Exercise task:
Write out exactly the lines below that run from the line containing "Request = locate the ornamental" through the last line of the records.

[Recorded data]
__________

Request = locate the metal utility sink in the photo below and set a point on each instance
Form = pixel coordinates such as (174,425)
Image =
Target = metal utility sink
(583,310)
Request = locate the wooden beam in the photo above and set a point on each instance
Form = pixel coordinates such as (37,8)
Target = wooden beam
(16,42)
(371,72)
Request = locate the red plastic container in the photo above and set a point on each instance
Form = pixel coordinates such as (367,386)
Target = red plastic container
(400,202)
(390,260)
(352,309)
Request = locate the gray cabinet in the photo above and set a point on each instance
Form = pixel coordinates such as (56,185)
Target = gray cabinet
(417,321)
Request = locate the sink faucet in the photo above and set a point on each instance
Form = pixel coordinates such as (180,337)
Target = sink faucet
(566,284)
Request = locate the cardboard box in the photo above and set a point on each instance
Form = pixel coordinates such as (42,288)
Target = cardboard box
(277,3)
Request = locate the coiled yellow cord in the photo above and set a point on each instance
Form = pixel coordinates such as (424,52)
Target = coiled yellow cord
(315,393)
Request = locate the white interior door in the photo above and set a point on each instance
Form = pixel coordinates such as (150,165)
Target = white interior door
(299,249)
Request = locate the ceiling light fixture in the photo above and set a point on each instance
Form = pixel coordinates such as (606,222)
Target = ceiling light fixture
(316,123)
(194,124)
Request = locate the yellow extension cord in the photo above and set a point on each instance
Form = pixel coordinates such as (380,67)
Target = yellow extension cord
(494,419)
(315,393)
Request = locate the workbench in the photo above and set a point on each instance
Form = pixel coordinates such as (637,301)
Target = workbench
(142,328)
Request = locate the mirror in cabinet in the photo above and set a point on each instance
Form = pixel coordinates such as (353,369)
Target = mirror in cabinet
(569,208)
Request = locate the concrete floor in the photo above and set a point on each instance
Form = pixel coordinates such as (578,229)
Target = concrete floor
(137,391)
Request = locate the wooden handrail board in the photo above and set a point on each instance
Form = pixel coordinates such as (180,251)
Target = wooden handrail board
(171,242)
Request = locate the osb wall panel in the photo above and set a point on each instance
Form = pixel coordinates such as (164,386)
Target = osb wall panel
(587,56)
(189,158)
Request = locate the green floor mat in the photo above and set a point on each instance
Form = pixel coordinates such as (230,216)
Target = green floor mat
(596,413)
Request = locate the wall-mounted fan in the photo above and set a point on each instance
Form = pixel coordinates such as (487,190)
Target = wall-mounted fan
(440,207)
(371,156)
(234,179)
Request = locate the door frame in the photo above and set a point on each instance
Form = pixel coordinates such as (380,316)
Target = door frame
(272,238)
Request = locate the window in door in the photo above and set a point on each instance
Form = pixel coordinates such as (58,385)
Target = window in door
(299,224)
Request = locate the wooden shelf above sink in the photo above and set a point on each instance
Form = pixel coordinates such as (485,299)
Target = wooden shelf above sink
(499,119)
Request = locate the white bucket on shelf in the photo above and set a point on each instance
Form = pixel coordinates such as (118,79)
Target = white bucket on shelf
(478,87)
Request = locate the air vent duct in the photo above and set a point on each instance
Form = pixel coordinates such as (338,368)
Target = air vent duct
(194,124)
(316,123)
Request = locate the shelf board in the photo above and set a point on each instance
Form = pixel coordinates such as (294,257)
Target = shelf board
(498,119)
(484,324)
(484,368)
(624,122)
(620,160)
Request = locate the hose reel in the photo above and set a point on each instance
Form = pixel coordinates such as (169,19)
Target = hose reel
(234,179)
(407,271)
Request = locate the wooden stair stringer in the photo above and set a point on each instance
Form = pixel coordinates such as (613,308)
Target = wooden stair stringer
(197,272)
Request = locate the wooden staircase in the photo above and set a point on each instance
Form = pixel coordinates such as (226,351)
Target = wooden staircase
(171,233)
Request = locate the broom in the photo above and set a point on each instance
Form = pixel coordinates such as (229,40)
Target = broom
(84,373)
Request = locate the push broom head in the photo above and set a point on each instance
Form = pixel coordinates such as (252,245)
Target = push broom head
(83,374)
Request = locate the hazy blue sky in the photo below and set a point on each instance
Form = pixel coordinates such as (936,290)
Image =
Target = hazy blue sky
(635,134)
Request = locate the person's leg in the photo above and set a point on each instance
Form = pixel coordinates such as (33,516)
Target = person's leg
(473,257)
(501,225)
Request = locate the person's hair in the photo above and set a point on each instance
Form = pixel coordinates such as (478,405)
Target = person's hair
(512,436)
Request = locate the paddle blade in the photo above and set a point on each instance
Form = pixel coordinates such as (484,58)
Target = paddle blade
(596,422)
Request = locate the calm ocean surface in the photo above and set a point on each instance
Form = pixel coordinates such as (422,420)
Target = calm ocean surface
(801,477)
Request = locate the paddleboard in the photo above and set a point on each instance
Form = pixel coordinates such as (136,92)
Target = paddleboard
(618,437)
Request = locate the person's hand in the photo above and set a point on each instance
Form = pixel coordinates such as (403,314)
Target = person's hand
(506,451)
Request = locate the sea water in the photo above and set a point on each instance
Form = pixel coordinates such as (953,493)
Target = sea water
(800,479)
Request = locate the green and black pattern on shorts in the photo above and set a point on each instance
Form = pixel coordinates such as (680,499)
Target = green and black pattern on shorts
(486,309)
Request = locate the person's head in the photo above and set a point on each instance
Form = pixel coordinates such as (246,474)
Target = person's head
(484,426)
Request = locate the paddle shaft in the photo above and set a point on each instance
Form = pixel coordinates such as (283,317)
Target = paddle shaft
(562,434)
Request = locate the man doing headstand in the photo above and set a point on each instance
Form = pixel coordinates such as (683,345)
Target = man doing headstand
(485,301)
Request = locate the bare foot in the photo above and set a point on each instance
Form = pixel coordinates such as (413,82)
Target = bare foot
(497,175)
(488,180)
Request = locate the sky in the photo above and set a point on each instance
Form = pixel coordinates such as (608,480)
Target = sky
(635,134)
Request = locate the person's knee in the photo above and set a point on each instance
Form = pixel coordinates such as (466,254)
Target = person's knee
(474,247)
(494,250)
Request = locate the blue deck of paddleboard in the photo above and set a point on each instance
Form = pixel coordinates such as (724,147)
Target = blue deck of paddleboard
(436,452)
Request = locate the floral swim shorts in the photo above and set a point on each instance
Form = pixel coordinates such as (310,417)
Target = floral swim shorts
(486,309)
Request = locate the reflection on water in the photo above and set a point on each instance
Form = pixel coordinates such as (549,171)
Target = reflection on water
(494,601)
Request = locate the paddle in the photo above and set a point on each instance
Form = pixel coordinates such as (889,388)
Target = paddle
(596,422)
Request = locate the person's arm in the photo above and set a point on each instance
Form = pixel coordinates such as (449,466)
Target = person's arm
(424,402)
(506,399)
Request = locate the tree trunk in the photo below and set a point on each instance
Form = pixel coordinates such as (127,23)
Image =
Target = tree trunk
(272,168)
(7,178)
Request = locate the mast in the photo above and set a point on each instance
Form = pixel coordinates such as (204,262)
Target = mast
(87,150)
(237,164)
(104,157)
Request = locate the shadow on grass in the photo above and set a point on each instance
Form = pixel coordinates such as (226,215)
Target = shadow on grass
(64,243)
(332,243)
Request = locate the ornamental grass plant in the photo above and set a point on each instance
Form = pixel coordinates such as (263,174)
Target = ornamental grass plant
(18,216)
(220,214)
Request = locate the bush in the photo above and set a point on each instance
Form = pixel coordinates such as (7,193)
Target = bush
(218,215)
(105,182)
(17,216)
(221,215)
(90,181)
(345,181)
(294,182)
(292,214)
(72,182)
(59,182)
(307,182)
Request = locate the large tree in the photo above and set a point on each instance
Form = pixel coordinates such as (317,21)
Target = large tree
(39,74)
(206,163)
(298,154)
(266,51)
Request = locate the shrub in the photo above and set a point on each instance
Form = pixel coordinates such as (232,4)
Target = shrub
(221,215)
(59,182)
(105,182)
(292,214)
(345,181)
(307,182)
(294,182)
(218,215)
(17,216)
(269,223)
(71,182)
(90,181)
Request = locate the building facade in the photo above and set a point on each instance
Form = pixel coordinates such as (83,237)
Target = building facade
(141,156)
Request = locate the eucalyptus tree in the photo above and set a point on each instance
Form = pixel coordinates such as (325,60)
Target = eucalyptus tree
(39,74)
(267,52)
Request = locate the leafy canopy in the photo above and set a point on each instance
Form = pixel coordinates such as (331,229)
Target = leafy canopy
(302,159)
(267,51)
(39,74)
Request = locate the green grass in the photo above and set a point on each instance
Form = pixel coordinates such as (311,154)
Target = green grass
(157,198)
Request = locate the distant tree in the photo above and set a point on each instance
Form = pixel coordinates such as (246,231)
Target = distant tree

__________

Result of this task:
Request = locate the ornamental grass plant in the photo above and set a point on each instance
Form = pixel coordinates such as (263,174)
Target = ornamental grass plant
(18,216)
(220,214)
Request = locate the bush in the photo above and set a point on each instance
Form = pixel coordinates such as (7,193)
Target = bush
(218,215)
(105,182)
(17,216)
(221,215)
(90,181)
(345,181)
(294,182)
(292,214)
(72,182)
(59,182)
(307,182)
Request = locate the large tree in the photo above and set a point on each instance
Form = pixel coordinates such as (317,21)
Target = large tree
(39,74)
(206,163)
(298,154)
(266,51)
Request = locate the shrub in the photo above and set a point on each instance
Form = pixel coordinates such as (232,4)
Target = shrub
(221,215)
(59,182)
(105,182)
(292,214)
(345,181)
(307,182)
(294,182)
(218,215)
(17,216)
(269,223)
(71,182)
(90,181)
Request = locate the building facade in the photo above and set a point on each instance
Form = pixel coordinates such as (83,237)
Target = building facade
(141,156)
Request = locate the eucalyptus tree in the photo above and set a point on each instance
Form = pixel coordinates such as (325,60)
Target = eucalyptus tree
(39,74)
(267,52)
Request = locate the leafy canopy in the photo above and set a point on each instance
Form = pixel coordinates such as (331,229)
Target = leafy canopy
(302,159)
(267,51)
(39,74)
Request = locate the green grass in the photo above and set a point on each instance
Form = pixel coordinates such as (311,154)
Target = green grass
(157,198)
Request = locate the distant tree in the photo above and set a point on each instance
Form = pixel coordinates such as (246,231)
Target = distant tree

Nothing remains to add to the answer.